As we age, we can experience blurred vision, loss of balance, shakiness, and muscle atrophy. That means we become more vulnerable to falling down and suffering injury or even death.
In 2013, 2.5 million nonfatal falls among older adults were treated in emergency departments and more than 734,000 of these patients were hospitalizer, according to data from the Centers for Disease Control and Prevention.
- One out of three older adults (those aged 65 or older) falls each year1 but less than half talk to their healthcare providers about it.
- Among older adults, falls are the leading cause of both fatal and nonfatal injuries.
- In 2012, the direct medical costs of falls, adjusted for inflation, were $30 billion.
One of the most common places where senior citizens experience falls is in their own home. There are things you can do to make your home less hazardous, such as installing thick carpeting in place of wood floors and installing handrails in hallways and bathrooms. Add nightlights and bright overhead lighting to aid your ability to see clearly what’s ahead and what’s beneath you. Be especially careful around stairs. Ideally, your retirement home should have no stairs to navigate.
How You Can Prevent Your
Bones from Going Brittle
Another thing you can do is strengthen your bones. Regular exercise and a nutrient-rich diet can help.
The demographic segment most at risk of bone fractures and osteoporosis is white women over age 65. The findings of the Women’s Health Initiative Study suggest that post-menopausal women can significantly reduce their risk of hip fractures by taking calcium and vitamin D supplements. Specifically, 1,000 mg of calcium carbonate daily and between 400 IU and 1,000 IU of vitamin D. Researchers concluded that women who take these supplements for at least five years are 38% less likely to fracture their hip.
Milk May Not Do Your Body Good After All
Milk contains vitamin D and calcium. Therefore, it ought to help make your bones strong. But does it?
We’ve certainly been told that it does. The dairy industry has launched national advertising campaigns telling us that milk “does a body good.” For decades, the government has advised us to drink milk as part of a balanced diet. School districts have forced milk on hapless public school students, often giving them no other beverage choices at lunch.
However, it turns out that milk doesn’t deliver on many of its supposed health benefits. A new study in the British Medical Journal found that milk consumption actually increased – not decreased – the risk of bone fracture. Women who drank three or more glasses of milk per day were 60% likelier to suffer a hip fracture than women who drank less than one glass of milk per day.
Worse, the study’s authors discovered that regular milk drinkers were likely to die earlier than people who drank little or no milk. Women who consumed at least three glass of milk daily were 90% more likely to die from cardiovascular disease and had a 44% greater risk of succumbing to some form of cancer.

● ● ● ● ● ● ●

» WHAT IS REQUIRED:
According to the article on falls and bone health, how much less likely to fracture a hip are women who take calcium and vitamin D supplements for at least five years? The entries have nothing to do with the article.

(Entries drawn from a collection)

● ● ● ● ● ● ●

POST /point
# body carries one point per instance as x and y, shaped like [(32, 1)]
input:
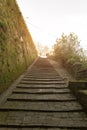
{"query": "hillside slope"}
[(17, 49)]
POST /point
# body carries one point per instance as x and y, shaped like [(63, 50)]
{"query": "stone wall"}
[(17, 49)]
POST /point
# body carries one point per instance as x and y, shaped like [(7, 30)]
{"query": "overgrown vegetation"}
[(17, 49), (68, 50)]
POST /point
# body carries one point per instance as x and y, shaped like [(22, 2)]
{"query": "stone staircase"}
[(41, 100)]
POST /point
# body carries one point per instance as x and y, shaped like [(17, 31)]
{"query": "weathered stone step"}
[(41, 91), (53, 97), (30, 86), (42, 120), (42, 82), (42, 77), (72, 106)]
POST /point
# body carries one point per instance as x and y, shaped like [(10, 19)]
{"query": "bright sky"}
[(48, 19)]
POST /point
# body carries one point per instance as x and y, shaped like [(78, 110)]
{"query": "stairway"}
[(41, 101)]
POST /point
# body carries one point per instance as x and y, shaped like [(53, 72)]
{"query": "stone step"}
[(72, 106), (41, 91), (41, 82), (30, 86), (43, 97), (42, 120)]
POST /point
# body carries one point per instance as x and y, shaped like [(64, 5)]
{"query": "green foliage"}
[(15, 54), (68, 50)]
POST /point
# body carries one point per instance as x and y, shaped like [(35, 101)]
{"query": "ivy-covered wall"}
[(17, 49)]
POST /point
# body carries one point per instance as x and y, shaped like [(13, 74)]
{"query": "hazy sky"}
[(48, 19)]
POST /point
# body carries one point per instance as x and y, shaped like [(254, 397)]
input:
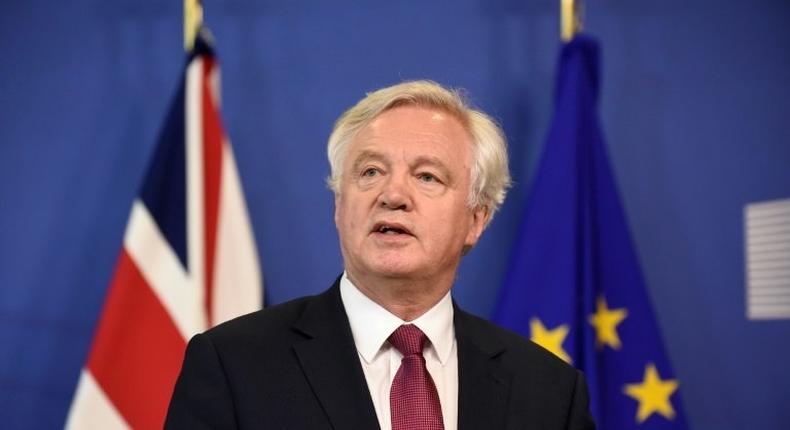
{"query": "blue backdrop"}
[(695, 106)]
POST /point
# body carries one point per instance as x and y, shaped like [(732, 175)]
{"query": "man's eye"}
[(370, 172), (427, 177)]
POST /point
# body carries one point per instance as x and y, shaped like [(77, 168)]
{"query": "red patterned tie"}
[(414, 402)]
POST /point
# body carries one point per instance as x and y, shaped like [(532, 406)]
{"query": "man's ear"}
[(337, 205), (480, 216)]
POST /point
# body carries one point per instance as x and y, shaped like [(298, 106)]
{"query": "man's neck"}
[(408, 299)]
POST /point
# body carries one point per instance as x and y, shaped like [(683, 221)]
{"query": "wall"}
[(695, 102)]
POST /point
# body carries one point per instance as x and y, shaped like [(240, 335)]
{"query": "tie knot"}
[(408, 339)]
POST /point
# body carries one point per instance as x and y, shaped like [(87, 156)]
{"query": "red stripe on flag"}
[(212, 170), (137, 351)]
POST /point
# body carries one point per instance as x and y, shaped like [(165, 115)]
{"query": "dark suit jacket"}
[(295, 366)]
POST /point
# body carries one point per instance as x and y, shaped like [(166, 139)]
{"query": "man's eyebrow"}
[(368, 155), (426, 160)]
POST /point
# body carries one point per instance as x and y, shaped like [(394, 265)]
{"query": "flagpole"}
[(193, 19), (570, 19)]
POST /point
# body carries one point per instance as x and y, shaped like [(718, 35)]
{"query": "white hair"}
[(490, 177)]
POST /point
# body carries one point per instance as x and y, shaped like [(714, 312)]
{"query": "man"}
[(417, 175)]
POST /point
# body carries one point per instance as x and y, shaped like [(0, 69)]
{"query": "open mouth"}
[(390, 229)]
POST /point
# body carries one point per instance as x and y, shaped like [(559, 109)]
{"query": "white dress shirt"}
[(371, 325)]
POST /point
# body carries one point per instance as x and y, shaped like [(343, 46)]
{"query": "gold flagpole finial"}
[(193, 19), (570, 18)]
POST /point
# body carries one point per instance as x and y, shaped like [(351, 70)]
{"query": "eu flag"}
[(574, 283)]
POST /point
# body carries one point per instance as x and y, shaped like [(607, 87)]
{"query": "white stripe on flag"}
[(91, 409), (194, 158), (161, 268), (238, 287)]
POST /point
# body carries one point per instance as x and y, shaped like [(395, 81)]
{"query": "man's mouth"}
[(390, 229)]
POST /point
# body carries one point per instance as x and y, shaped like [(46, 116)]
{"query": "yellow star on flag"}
[(605, 321), (652, 394), (550, 339)]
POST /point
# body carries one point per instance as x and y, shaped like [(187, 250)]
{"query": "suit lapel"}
[(483, 385), (330, 363)]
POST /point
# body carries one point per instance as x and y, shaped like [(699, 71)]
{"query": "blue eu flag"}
[(574, 284)]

● ● ● ● ● ● ●

» ANSWER BOX:
They are 38% less likely to fracture a hip.